_Exercise prompt:_
Repeat every record exactly, omitting the pictures.

_Supplied information:_
=== Begin Enclosure ===

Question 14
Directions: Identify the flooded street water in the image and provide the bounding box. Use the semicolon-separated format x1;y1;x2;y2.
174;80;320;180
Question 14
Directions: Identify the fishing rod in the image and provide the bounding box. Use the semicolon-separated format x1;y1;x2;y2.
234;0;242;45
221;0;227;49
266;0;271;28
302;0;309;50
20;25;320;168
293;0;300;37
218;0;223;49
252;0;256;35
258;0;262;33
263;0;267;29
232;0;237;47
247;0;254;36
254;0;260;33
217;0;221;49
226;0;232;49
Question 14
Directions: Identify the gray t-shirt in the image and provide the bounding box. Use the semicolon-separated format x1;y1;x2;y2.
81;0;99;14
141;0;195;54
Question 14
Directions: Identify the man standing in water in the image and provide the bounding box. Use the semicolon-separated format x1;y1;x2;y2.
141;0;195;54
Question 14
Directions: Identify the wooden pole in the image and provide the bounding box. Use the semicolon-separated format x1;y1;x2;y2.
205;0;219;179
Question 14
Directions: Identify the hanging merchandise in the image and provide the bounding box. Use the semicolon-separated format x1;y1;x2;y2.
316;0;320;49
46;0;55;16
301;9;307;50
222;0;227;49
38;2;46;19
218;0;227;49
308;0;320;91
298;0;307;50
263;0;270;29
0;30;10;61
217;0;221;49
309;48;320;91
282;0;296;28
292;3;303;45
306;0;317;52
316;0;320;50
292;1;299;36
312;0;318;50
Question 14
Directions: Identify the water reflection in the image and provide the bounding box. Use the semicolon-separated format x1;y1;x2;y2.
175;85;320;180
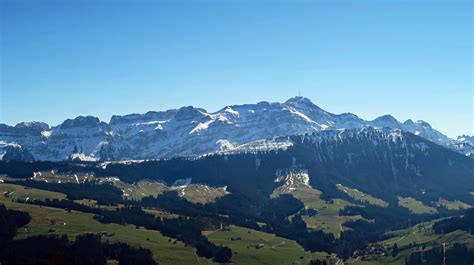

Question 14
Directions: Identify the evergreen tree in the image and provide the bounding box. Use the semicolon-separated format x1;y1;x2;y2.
392;243;399;257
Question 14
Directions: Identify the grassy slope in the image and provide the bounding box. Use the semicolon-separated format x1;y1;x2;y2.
436;198;471;210
114;180;168;200
115;180;227;204
336;184;389;208
176;185;229;204
397;197;437;214
351;219;474;265
273;184;361;237
1;183;67;201
6;182;471;265
1;183;332;265
205;225;329;265
25;172;227;205
382;221;474;249
0;183;211;265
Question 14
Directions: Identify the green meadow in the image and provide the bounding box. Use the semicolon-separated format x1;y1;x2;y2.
205;225;330;265
397;197;437;214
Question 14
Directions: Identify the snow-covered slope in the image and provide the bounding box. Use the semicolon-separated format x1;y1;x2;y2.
0;97;468;161
451;135;474;157
0;141;34;161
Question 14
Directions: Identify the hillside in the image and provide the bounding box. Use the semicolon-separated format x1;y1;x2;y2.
1;126;473;264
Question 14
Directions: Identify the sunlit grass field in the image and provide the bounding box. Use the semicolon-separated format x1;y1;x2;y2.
397;197;437;214
336;184;388;208
206;225;330;265
272;184;362;237
0;182;333;265
350;219;474;265
0;183;211;265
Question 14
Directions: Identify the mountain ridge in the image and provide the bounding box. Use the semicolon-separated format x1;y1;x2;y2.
0;97;471;161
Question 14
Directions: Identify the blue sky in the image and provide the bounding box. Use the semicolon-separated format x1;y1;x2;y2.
1;0;472;138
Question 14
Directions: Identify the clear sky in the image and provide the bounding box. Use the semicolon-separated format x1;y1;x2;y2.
1;0;472;138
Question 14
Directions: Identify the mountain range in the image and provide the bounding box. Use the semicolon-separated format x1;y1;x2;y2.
1;98;473;265
0;97;472;161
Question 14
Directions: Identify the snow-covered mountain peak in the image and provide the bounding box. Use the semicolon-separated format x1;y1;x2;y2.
414;120;432;128
453;135;474;157
0;96;469;161
457;135;474;143
402;119;432;129
403;119;415;126
59;116;104;129
0;141;34;161
109;110;177;127
15;121;50;131
372;115;399;128
222;106;240;117
284;96;314;106
174;106;207;121
284;96;325;114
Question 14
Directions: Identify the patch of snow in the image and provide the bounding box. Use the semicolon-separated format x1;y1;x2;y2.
0;141;21;148
216;139;235;151
190;119;215;134
224;107;240;117
286;107;315;123
223;137;294;154
275;168;310;192
172;177;192;187
69;153;97;161
41;130;52;138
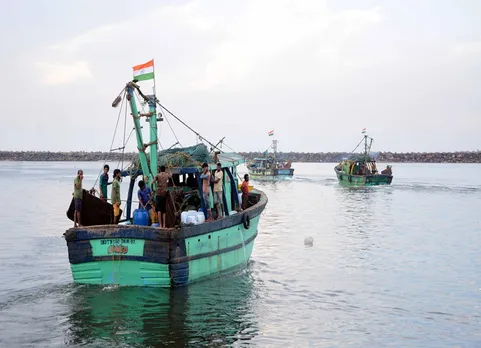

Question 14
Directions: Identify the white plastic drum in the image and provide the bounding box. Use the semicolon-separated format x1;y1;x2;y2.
181;211;189;224
195;212;205;224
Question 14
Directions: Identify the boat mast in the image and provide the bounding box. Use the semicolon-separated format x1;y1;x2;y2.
272;137;278;164
147;93;158;180
364;134;368;157
125;81;152;182
148;59;159;180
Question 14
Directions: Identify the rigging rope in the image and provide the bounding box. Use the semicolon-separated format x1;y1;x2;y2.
161;108;183;148
91;90;127;189
155;100;222;153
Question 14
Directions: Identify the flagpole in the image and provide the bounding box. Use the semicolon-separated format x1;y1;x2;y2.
149;58;158;179
152;58;156;97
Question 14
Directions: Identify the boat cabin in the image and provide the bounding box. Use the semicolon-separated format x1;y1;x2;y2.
336;154;379;176
120;151;257;226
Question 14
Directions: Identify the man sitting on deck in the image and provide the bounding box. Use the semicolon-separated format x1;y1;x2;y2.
200;163;213;222
381;165;392;175
213;162;224;219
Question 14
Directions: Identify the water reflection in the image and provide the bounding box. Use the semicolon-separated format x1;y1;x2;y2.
64;268;259;347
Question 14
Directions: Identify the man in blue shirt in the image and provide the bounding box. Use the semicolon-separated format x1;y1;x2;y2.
137;180;153;223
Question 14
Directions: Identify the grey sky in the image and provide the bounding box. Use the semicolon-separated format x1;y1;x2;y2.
1;0;480;153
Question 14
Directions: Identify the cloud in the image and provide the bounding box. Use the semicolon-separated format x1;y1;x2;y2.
35;0;381;90
450;41;481;60
48;25;116;55
188;1;382;90
36;60;93;86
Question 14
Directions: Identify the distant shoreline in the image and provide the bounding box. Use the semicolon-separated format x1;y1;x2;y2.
1;151;480;163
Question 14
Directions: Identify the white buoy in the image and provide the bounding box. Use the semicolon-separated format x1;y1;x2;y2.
304;236;313;246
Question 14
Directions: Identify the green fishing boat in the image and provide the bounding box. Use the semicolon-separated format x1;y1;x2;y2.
247;132;294;179
334;131;393;186
63;64;267;287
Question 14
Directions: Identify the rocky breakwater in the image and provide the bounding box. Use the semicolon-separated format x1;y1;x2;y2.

=== End Enclosure ===

_Reply:_
Question 14
Directions: Identify the flooded street water in the image and provide the bounding box. Use the semicolon-separated format x1;y1;x2;y2.
174;80;320;180
Question 14
Directions: Identify the fishing rod in the image and provide the bounding box. Use the semicolon-separated format x1;y1;x2;y2.
234;0;242;45
221;0;227;49
266;0;271;28
302;0;309;50
20;25;320;168
293;0;300;37
218;0;223;49
252;0;256;35
258;0;262;33
263;0;267;29
232;0;237;47
247;0;254;36
254;0;260;33
217;0;221;49
226;0;232;49
Question 14
Directions: Identify the gray t-shirt in the image and provide the bounding box. Use the semicolon-separated format x1;y1;x2;y2.
81;0;99;14
141;0;195;54
Question 14
Directions: Identify the man standing in water in the image and provide the bounding box. Use the semicolon-separated format x1;y1;x2;y2.
141;0;195;54
Question 14
Directions: Identify the wooden pole in the image and provide the bounding box. Use the semicolon-separated format x1;y1;x2;y2.
205;0;219;179
Question 14
Directions: Identify the hanging merchandise in the image and provide the bounding box. Use the semicolon-separated format x1;y1;x2;y2.
316;0;320;49
46;0;55;16
301;9;307;50
222;0;227;49
38;2;46;19
218;0;227;49
308;0;320;91
298;0;307;50
263;0;270;29
0;30;10;61
217;0;221;49
309;48;320;91
282;0;296;28
292;3;303;45
306;0;317;52
316;0;320;50
292;1;299;36
312;0;318;50
Question 14
Directions: Identify the water reflection in the image and provide the bounding box. Use the semicolon-separated format x1;y1;x2;y2.
175;85;320;180

Question 14
Directions: Identify the evergreen tree in the image and provide the bounding box. Use the semicolon-separated format x1;y1;x2;y2.
392;243;399;257
Question 14
Directions: Identify the grassy slope in the image and provide the bounding box. Use the semicolon-separated format x1;y1;x2;y2.
436;198;471;210
114;180;168;200
115;180;227;204
336;184;389;208
176;185;229;204
397;197;437;214
351;219;474;265
273;184;361;237
1;183;67;201
6;182;471;265
1;183;332;265
205;225;329;265
25;172;227;205
382;221;474;249
0;183;211;265
Question 14
Directions: Identify the green meadow in the image and provide the bounding box. Use the semicolon-separated format x1;y1;x2;y2.
205;225;330;265
397;197;437;214
Question 14
Directions: Identify the snow-covered slope in the image and provide the bounding box. Use the semicolon-separated format x1;y1;x2;y2.
0;97;468;161
451;135;474;157
0;141;34;161
Question 14
Directions: Identify the hillside in the image and provide the bounding box. Use the semicolon-separated format x1;y1;x2;y2.
1;126;473;264
Question 14
Directions: Identify the sunlit grass field in the image and provide the bounding box. Use the semicolon-separated format x1;y1;x2;y2.
397;197;437;214
336;184;388;208
206;225;330;265
272;184;362;237
0;182;333;265
350;219;474;265
0;183;211;265
Question 14
Directions: Identify the mountain ridge in the image and provide the bounding box. Use the semicolon-separated format x1;y1;x2;y2.
0;97;471;161
Question 14
Directions: Identify the blue sky in the image and provide the bounding box. Use the semicolon-separated format x1;y1;x2;y2.
1;0;472;138
Question 14
Directions: Identify the clear sky in the image and provide the bounding box. Use the semicolon-separated format x1;y1;x2;y2.
1;0;472;138
Question 14
Directions: Identify the mountain range in the image and provide the bounding box. Use the semicolon-separated format x1;y1;x2;y2.
1;98;473;265
0;97;472;161
Question 14
Directions: Identify the snow-covered mountain peak in the image and provide the bounding box. Use the semicolon-separated format x1;y1;x2;y2.
414;120;432;128
453;135;474;157
0;96;469;161
457;135;474;143
402;119;432;129
403;119;415;126
59;116;104;129
0;141;34;161
109;110;177;127
15;121;50;131
372;115;399;128
222;106;240;117
284;96;314;106
174;106;207;121
284;96;325;114
Question 14
Directions: Identify the patch of snow in the image and provide the bounding box. Use the semicolon-separated format x1;y1;x2;y2.
0;141;21;148
216;139;235;151
190;119;215;134
224;107;240;117
286;107;315;123
223;137;294;154
275;168;310;192
172;177;192;187
69;153;97;161
41;130;52;138

Question 14
Directions: Identify the white plastic drum in the image and provide the bounding box. Use the semicolon-separated format x1;y1;x2;y2.
181;211;189;224
195;212;205;224
Question 14
Directions: Identify the boat mast in the image and provide the bounding box. Use the semicolon-separated format x1;y1;x2;y2.
272;137;278;164
147;93;158;180
364;134;368;157
125;81;152;182
148;59;159;180
Question 14
Directions: Identify the rigging rope in the image and provide the bounding box. Use the semicolon-separated format x1;y1;x2;y2.
161;108;183;148
91;90;127;189
155;100;222;153
Question 14
Directions: Identify the flagpole in the image and provide the bounding box. Use the semicolon-separated format x1;y1;x2;y2.
149;58;158;179
152;58;156;97
Question 14
Directions: Identify the boat cabin in the image and provide the bounding box. Use the semicolon-separated format x1;y1;x2;y2.
336;154;379;176
120;151;257;226
Question 14
Directions: Identify the man sitting on deck in the image and provide the bounding box. Use the semicolon-separated format x1;y1;x2;y2.
200;163;213;222
381;165;392;175
213;162;224;219
Question 14
Directions: Identify the water reflection in the image and provide the bounding box. Use the semicolon-separated format x1;y1;x2;y2.
64;268;259;347
Question 14
Directions: Identify the man in blue shirt in the image and provide the bounding box. Use the semicolon-separated format x1;y1;x2;y2.
137;180;153;223
Question 14
Directions: Identify the grey sky in the image and provide the bounding box. Use the semicolon-separated format x1;y1;x2;y2.
1;0;480;153
Question 14
Directions: Identify the cloud in the image and provide the bounding box. Use the semicolon-separated format x1;y1;x2;y2.
35;0;381;90
450;41;481;60
48;25;116;55
188;1;382;90
36;60;93;86
Question 14
Directions: Identify the distant shoreline in the image and provide the bounding box. Use the semicolon-separated format x1;y1;x2;y2.
1;151;480;163
Question 14
Directions: Identify the white buoy in the image and provide the bounding box. Use the semicolon-separated format x1;y1;x2;y2.
304;236;313;246
Question 14
Directions: Identify the green fishing boat in the image and provide the bounding box. Use the semicolon-separated format x1;y1;x2;y2.
247;132;294;179
334;131;393;186
63;64;267;287
Question 14
Directions: Identify the rocky breakwater in the image and provide the bounding box. Use the semicolon-separated format x1;y1;x2;y2.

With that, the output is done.